- **Supplied data**
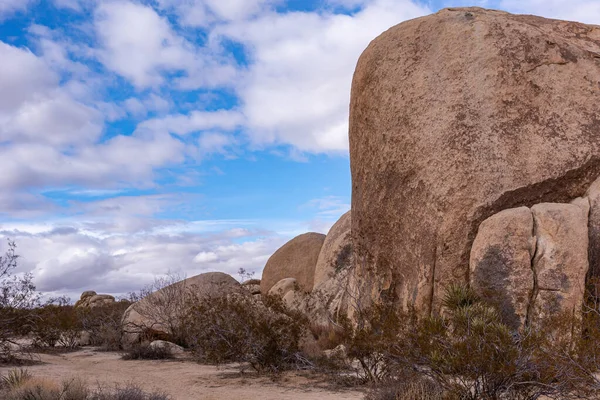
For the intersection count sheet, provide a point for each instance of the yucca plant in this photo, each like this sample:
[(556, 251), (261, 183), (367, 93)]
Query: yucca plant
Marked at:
[(16, 378)]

- **Work to do**
Transcribe all of the material above line for line with no changes, omitting the picture.

- **The answer**
For the intersection count sheet, provide a point for each instance of the yucca plant in this photo, each like this sample:
[(556, 251), (261, 183), (367, 93)]
Query: yucca plant
Marked at:
[(16, 378)]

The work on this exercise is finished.